Collected data
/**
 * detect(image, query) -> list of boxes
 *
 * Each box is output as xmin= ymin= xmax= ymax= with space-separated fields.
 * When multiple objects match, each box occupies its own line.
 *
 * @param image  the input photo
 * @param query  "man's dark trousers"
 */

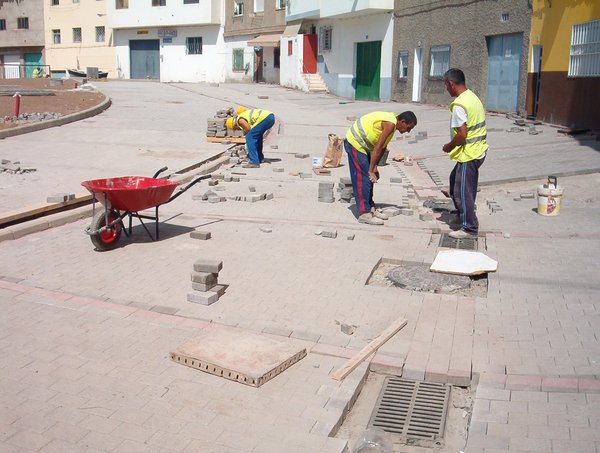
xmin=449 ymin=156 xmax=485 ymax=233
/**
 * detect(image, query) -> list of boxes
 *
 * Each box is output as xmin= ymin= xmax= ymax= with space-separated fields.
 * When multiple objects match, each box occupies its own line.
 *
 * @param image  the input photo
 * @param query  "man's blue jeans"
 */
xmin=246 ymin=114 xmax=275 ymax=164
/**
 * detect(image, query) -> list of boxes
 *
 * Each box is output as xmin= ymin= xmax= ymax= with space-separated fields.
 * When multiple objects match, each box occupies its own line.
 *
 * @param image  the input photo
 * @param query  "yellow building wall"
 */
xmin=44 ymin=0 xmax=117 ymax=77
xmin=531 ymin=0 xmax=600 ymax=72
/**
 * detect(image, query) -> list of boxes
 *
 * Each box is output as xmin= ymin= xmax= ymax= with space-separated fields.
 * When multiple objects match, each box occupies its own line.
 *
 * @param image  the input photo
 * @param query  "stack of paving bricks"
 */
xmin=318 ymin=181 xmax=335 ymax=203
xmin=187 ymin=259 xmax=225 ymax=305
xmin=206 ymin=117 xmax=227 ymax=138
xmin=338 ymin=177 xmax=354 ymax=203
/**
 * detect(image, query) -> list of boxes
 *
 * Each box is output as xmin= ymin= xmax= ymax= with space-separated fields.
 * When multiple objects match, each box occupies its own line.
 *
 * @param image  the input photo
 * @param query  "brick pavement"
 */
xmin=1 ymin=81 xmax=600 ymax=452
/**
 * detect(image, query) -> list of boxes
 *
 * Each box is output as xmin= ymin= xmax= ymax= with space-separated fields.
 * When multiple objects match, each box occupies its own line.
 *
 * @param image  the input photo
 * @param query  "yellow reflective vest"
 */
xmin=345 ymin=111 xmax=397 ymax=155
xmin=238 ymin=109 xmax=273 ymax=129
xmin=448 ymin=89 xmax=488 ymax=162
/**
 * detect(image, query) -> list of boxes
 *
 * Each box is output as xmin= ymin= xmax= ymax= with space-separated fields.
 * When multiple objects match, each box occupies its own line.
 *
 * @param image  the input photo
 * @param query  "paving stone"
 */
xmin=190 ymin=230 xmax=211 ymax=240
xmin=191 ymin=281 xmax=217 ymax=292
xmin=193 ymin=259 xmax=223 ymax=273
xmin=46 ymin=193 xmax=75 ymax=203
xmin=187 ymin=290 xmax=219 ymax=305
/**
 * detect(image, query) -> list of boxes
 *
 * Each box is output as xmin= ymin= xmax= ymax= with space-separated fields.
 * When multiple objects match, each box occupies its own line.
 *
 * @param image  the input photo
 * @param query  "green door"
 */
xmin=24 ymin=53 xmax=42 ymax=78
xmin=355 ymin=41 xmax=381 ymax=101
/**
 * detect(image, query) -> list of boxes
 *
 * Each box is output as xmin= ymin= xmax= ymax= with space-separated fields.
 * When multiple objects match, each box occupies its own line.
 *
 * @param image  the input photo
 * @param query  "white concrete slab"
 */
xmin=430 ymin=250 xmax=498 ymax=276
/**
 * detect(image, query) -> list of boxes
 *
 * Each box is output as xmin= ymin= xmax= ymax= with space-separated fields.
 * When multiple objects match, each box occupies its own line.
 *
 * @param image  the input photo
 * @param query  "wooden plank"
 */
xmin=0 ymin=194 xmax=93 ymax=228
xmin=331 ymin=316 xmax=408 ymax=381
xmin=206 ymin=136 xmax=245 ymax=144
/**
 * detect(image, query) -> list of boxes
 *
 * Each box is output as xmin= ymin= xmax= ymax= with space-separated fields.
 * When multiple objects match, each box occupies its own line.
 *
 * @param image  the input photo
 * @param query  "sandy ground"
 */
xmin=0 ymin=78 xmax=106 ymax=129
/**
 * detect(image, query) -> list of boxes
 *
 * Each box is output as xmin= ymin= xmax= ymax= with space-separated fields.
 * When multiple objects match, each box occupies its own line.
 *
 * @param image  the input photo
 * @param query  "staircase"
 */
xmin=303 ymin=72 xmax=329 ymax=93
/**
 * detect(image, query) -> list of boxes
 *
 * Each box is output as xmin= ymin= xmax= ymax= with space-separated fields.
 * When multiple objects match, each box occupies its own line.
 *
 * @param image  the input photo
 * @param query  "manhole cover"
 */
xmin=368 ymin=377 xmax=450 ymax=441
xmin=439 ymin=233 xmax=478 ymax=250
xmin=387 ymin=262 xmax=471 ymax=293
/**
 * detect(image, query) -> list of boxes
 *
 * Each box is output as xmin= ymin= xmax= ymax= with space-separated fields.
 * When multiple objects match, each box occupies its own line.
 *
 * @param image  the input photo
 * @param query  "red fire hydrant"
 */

— How to complete this task —
The records above must be retyped exactly. Please omit the pictures.

— Task solution —
/**
 * detect(image, query) -> list of boxes
 *
 * Each box is output as xmin= ymin= xmax= ymax= with space-separated fields.
 * When multiple objects match, each box occupies its own line.
 *
 * @param image  the input photo
 * @param query  "man's dark trousers"
 */

xmin=449 ymin=156 xmax=485 ymax=233
/**
 * detect(image, query) -> list of boxes
 *
 * Each box is output as xmin= ymin= xmax= ymax= with space-separated fields.
 * When multiple objects match, each box occupies its own line.
 *
 * @param image  the input photo
 * @param query  "man's blue jeans"
 */
xmin=246 ymin=114 xmax=275 ymax=164
/**
 * detect(image, query) -> list of boxes
 *
 * Each box is output as xmin= ymin= xmax= ymax= with space-separated fields.
 * When multiple objects match, each box occupies its own line.
 *
 * @param image  the input photo
 * @param query  "yellow building wall"
 */
xmin=44 ymin=0 xmax=117 ymax=77
xmin=531 ymin=0 xmax=600 ymax=72
/**
 * detect(image, query) -> list of boxes
 *
 * Each box is output as xmin= ymin= xmax= ymax= with space-separated fields.
 * When multiple objects match, each box occupies its own line.
 *
 * @param image  the input photo
 * @param query  "stack of paving bricks"
 */
xmin=318 ymin=181 xmax=335 ymax=203
xmin=187 ymin=259 xmax=225 ymax=305
xmin=206 ymin=117 xmax=227 ymax=138
xmin=338 ymin=177 xmax=354 ymax=203
/**
 * detect(image, query) -> list of boxes
 *
 * Each box is output as xmin= ymin= xmax= ymax= with space-separated fields.
 * When multiple objects match, each box occupies its own line.
 *
 * @param image  the input photo
 * @param query  "brick pavement"
 */
xmin=1 ymin=81 xmax=600 ymax=452
/**
 * detect(image, query) -> list of boxes
 *
 * Each box is output as xmin= ymin= xmax= ymax= with space-separated fields.
 * When multiple objects match, each box occupies its own line.
 *
 * @param image  the input photo
 * @param query  "yellow reflective vest"
 */
xmin=345 ymin=111 xmax=397 ymax=155
xmin=238 ymin=109 xmax=273 ymax=129
xmin=448 ymin=89 xmax=488 ymax=162
/**
 * detect(image, query) -> list of boxes
 *
 * Each box is output as xmin= ymin= xmax= ymax= with space-separated fields.
 * When multiple objects match, each box occupies its own line.
 *
 * @param image  the input photo
 * @param query  "paving stone"
 */
xmin=190 ymin=230 xmax=211 ymax=240
xmin=191 ymin=281 xmax=217 ymax=292
xmin=193 ymin=259 xmax=223 ymax=273
xmin=46 ymin=193 xmax=75 ymax=203
xmin=187 ymin=290 xmax=219 ymax=305
/**
 * detect(image, query) -> list of boxes
 *
 * Each box is output as xmin= ymin= xmax= ymax= with space-separated fields.
 * When multiple objects match, each box occupies its own line.
 *
 * @param image  the input photo
 * @param query  "green door"
 */
xmin=24 ymin=53 xmax=42 ymax=78
xmin=355 ymin=41 xmax=381 ymax=101
/**
 * detect(image, query) -> list of boxes
 *
 * Each box is output as xmin= ymin= xmax= ymax= with space-separated fields.
 * When multiple objects match, each box occupies its own line.
 *
 * @param image  the input photo
 * @param query  "white concrete slab"
 */
xmin=430 ymin=250 xmax=498 ymax=276
/**
 * detect(image, query) -> list of boxes
 *
 * Each box is output as xmin= ymin= xmax= ymax= with space-separated fields.
 * When multiple objects match, each box occupies its own line.
 *
 * @param image  the input photo
 * @param query  "wooden plank"
 */
xmin=0 ymin=194 xmax=93 ymax=228
xmin=331 ymin=316 xmax=408 ymax=381
xmin=206 ymin=136 xmax=245 ymax=144
/**
 * detect(image, query) -> list of boxes
 *
 * Each box is output as xmin= ymin= xmax= ymax= with space-separated fields.
 * When multiple objects match, each box occupies its own line.
 *
 * @param image  the input photo
 * @param query  "sandy ground"
 */
xmin=0 ymin=78 xmax=106 ymax=129
/**
 * detect(image, query) -> list of boxes
 *
 * Each box is output as xmin= ymin= xmax= ymax= with space-separated fields.
 * When multiple objects match, each box occupies its own line.
 *
 * @param image  the input photo
 * @param query  "staircase"
 */
xmin=303 ymin=72 xmax=329 ymax=93
/**
 * detect(image, query) -> list of boxes
 *
 * Each box is output as xmin= ymin= xmax= ymax= with space-separated fields.
 * When multiple objects match, each box occupies its own line.
 *
 * @param image  the input photo
 * @param query  "manhole cover"
 */
xmin=368 ymin=377 xmax=450 ymax=441
xmin=439 ymin=233 xmax=478 ymax=250
xmin=387 ymin=262 xmax=471 ymax=293
/**
 * detect(image, query) -> list of boxes
 *
 * Each box is output as xmin= ymin= xmax= ymax= with space-separated fields.
 * When multiple objects match, each box occupies its own line.
 *
 * @param image  the input photo
 * @param query  "red fire hydrant"
 */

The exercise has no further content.